+++ Excerpt provided +++

London: Pregnant women who receive the cervical stitch to prevent miscarriage or premature birth with a thicker thread, can in fact have an increase in the rate of premature birth and baby death as compared with a thinner thread, says a study.
Cervical stitch also known as cervical cerclage is a treatment for cervical incompetence or insufficiency, when the cervix starts to shorten and open too early during a pregnancy, causing either a late miscarriage or preterm birth, and is performed on around two million women a year globally.
Surgeons use one of two types of thread for the stitch — the majority use a thicker woven thread, and around 20 per cent use a thinner thread.
The results indicated that the thicker thread is associated with a three-fold increase in rate of baby death in the womb when compared to the thinner thread (15 per cent compared to 5 per cent).
The thicker thread was also associated with an increased rate of pre-term birth rate compared to the thinner thread — 28 per cent compared to 17 per cent.
Women who received a stitch with the thicker thread had increased inflammation around the cervix.
There was also increased blood flow, which is associated with the cervix opening before labour.
Women who received the thicker thread had more potentially harmful bacteria in the vagina and around the cervix.

+++ Extracted material +++

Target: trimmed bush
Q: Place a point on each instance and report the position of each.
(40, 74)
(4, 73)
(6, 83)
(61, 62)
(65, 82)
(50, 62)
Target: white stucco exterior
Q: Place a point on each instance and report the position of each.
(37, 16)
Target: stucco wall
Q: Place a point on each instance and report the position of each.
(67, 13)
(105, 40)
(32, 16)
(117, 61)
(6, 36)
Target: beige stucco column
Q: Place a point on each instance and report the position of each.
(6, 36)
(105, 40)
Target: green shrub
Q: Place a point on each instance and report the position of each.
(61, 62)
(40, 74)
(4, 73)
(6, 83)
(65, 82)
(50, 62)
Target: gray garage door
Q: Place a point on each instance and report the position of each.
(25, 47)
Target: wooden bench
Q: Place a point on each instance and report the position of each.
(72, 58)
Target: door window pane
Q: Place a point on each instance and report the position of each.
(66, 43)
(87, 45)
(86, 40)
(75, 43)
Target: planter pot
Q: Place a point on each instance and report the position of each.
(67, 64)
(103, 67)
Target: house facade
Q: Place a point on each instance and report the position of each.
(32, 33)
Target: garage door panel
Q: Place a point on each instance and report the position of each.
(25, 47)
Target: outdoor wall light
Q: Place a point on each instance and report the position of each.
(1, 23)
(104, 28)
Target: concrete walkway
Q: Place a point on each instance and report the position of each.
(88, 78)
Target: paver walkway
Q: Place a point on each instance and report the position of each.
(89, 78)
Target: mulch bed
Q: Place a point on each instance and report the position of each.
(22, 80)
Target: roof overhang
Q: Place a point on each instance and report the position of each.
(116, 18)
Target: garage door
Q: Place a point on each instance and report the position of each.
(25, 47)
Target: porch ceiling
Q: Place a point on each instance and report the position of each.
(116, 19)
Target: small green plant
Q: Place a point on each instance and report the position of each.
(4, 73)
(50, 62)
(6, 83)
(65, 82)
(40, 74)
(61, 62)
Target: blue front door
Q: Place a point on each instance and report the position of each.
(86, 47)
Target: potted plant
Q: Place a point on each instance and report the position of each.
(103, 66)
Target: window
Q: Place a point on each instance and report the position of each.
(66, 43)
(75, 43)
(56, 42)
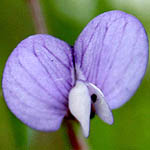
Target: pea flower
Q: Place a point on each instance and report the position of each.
(45, 79)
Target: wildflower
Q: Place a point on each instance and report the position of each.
(45, 79)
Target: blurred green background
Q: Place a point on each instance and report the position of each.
(65, 19)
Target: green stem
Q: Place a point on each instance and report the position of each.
(38, 18)
(72, 136)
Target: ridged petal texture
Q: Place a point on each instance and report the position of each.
(37, 80)
(112, 53)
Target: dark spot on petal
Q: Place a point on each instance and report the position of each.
(92, 115)
(94, 98)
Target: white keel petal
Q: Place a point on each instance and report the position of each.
(101, 107)
(80, 105)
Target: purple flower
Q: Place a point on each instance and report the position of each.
(46, 80)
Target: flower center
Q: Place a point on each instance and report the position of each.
(85, 99)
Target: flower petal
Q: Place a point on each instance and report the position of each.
(80, 105)
(101, 107)
(37, 80)
(112, 53)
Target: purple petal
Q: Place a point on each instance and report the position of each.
(37, 80)
(112, 53)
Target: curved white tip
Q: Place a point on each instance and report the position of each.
(80, 105)
(101, 106)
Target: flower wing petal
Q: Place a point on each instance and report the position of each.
(37, 80)
(112, 53)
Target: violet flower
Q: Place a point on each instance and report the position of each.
(45, 79)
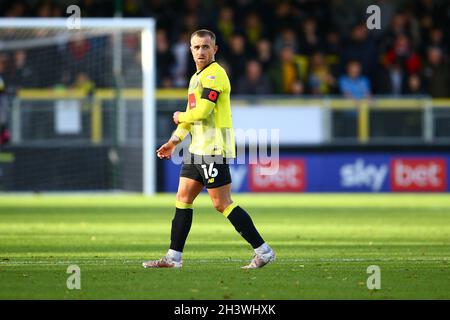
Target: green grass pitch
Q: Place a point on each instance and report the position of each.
(324, 244)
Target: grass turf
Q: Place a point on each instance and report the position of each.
(324, 244)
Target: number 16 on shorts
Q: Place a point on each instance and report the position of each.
(211, 172)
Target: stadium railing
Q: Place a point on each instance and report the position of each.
(379, 120)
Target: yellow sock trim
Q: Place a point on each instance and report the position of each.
(182, 205)
(228, 210)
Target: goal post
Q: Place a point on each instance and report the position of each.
(125, 94)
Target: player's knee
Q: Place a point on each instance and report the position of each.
(221, 206)
(184, 197)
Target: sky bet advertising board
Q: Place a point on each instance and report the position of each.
(338, 172)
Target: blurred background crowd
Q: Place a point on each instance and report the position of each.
(268, 47)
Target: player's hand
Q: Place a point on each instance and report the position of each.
(165, 151)
(175, 117)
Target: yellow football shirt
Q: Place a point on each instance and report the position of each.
(208, 113)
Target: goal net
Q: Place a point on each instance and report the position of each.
(78, 105)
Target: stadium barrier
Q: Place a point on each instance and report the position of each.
(339, 172)
(104, 152)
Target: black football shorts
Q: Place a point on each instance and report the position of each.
(212, 172)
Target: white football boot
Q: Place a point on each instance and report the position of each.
(260, 260)
(164, 262)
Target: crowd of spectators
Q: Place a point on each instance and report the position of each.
(281, 47)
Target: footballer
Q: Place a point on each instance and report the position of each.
(208, 119)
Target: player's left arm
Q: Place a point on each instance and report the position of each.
(208, 99)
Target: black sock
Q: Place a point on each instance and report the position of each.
(244, 225)
(181, 225)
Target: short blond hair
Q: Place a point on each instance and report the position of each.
(204, 33)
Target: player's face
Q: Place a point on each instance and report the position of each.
(203, 50)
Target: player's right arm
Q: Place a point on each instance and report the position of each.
(165, 151)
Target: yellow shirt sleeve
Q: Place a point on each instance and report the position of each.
(182, 130)
(208, 80)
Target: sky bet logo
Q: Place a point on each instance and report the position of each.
(426, 174)
(360, 175)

+++

▸ **Exercise details**: Carry on the piece about cervical stitch threads after its last sentence.

▸ **Answer space**:
“Although the cervical stitch procedure still holds benefits for women overall, our results suggest the thicker thread may encourage the growth of potentially dangerous bacteria in the cervix. This may lead to premature birth or even loss of the baby,” said lead author Phillip Bennett, Professor Imperial, Imperial College London in Britain.
For the study, the team analysed 671 women in Britain who received a cervical stitch procedure to prevent miscarriage or premature birth at five hospitals over the last ten years.
Switching to the thinner thread for all procedures could prevent 1,70,000 premature births globally every year, and 1,72,000 intrauterine baby deaths every year across the world, the researchers suggested in the study published in the journal Science Translational Medicine.
“It’s important that women who have this procedure ask their obstetrician about what stitch they will receive because clinical practice can take time to catch up with research findings,” they concluded.